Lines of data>
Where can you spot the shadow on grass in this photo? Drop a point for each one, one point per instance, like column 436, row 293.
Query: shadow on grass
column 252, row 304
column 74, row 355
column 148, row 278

TASK>
Please rename "shadow on grass" to "shadow on the lawn" throughout the material and give it again with everything else unchanged.

ANSWER>
Where can you spot the shadow on the lawn in this photo? Drop a point for each one, one point per instance, like column 436, row 293.
Query: shadow on the lawn
column 252, row 304
column 74, row 355
column 148, row 278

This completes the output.